Task brief: The expected result is every entry, retyped character for character.

### Record excerpts ###

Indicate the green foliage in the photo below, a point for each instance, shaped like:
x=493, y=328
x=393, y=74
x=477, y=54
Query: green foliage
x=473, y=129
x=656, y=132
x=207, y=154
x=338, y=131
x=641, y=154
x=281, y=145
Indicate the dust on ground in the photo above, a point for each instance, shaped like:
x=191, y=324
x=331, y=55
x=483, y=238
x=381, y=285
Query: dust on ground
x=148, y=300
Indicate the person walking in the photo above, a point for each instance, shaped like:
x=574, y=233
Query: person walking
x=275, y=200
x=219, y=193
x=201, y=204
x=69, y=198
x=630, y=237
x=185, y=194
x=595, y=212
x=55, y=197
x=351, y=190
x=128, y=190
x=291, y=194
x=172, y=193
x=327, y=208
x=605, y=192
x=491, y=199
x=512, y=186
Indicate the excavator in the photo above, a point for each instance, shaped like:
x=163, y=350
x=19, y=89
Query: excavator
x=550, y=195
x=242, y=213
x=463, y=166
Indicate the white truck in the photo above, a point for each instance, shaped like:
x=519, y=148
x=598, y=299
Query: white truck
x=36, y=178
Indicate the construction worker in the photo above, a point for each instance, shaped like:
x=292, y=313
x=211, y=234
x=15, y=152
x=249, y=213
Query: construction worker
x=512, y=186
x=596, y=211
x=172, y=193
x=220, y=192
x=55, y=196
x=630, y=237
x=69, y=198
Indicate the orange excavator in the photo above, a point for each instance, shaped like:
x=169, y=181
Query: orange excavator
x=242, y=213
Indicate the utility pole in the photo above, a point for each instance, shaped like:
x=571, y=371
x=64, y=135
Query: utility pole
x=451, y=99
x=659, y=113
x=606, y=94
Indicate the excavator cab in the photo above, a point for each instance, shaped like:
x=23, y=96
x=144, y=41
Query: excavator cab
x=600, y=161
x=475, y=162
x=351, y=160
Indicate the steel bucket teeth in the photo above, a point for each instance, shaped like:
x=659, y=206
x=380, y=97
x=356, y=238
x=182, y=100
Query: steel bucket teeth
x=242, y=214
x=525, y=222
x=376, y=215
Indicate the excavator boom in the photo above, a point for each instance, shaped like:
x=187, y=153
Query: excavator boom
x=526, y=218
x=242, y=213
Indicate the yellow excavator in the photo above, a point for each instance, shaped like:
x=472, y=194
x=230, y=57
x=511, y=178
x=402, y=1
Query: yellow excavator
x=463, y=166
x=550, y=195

###

Response to the exercise:
Indicate the green foliage in the photo below, a point for each instance, shaped like:
x=493, y=328
x=393, y=74
x=477, y=54
Query: green foliage
x=473, y=129
x=656, y=132
x=207, y=154
x=338, y=131
x=641, y=154
x=281, y=145
Indicate the dust on ground in the photo above, a point for each instance, shaped like:
x=191, y=324
x=331, y=55
x=483, y=238
x=381, y=285
Query: dust on ground
x=148, y=300
Indicate the person walking in the photo above, a point for each instance, shaped like:
x=574, y=233
Query: person walking
x=275, y=200
x=219, y=193
x=201, y=204
x=69, y=198
x=630, y=237
x=185, y=194
x=595, y=212
x=55, y=197
x=351, y=190
x=128, y=190
x=291, y=194
x=172, y=193
x=327, y=208
x=605, y=192
x=491, y=199
x=512, y=186
Indicate the excavator in the photo above, a point for each instance, shaped like:
x=163, y=350
x=19, y=89
Query: excavator
x=550, y=195
x=242, y=213
x=463, y=166
Indicate the white truck in the photo above, a point for each instance, shaped like:
x=519, y=148
x=598, y=299
Query: white truck
x=36, y=178
Indicate the construction worker in the photo above, a point for each instance, shaped like:
x=292, y=313
x=211, y=234
x=15, y=152
x=249, y=213
Query: construction worker
x=512, y=186
x=596, y=211
x=172, y=193
x=220, y=192
x=55, y=196
x=630, y=237
x=69, y=198
Indicate the orange excavator in the photo above, a point for each instance, shaped like:
x=169, y=181
Query: orange excavator
x=242, y=213
Indicate the utility pole in the photo above, a point for each instance, shaped like:
x=571, y=371
x=64, y=135
Query: utility pole
x=451, y=99
x=659, y=113
x=606, y=94
Indicate the excavator cab in the photo above, a point for each instance, shaped like:
x=23, y=96
x=144, y=41
Query: excavator cab
x=600, y=161
x=475, y=162
x=351, y=160
Indicate the steel bucket teeth in the photo above, a point for each instance, shaped like:
x=659, y=206
x=380, y=97
x=356, y=238
x=182, y=100
Query: steel bucket teeth
x=242, y=214
x=525, y=222
x=376, y=215
Indicate the excavator boom in the photo above, a point for each instance, shaped like:
x=187, y=153
Query: excavator boom
x=526, y=218
x=242, y=213
Indicate the yellow excavator in the photo above, a point for each instance, shaped like:
x=472, y=194
x=230, y=57
x=511, y=178
x=402, y=1
Query: yellow excavator
x=463, y=166
x=550, y=195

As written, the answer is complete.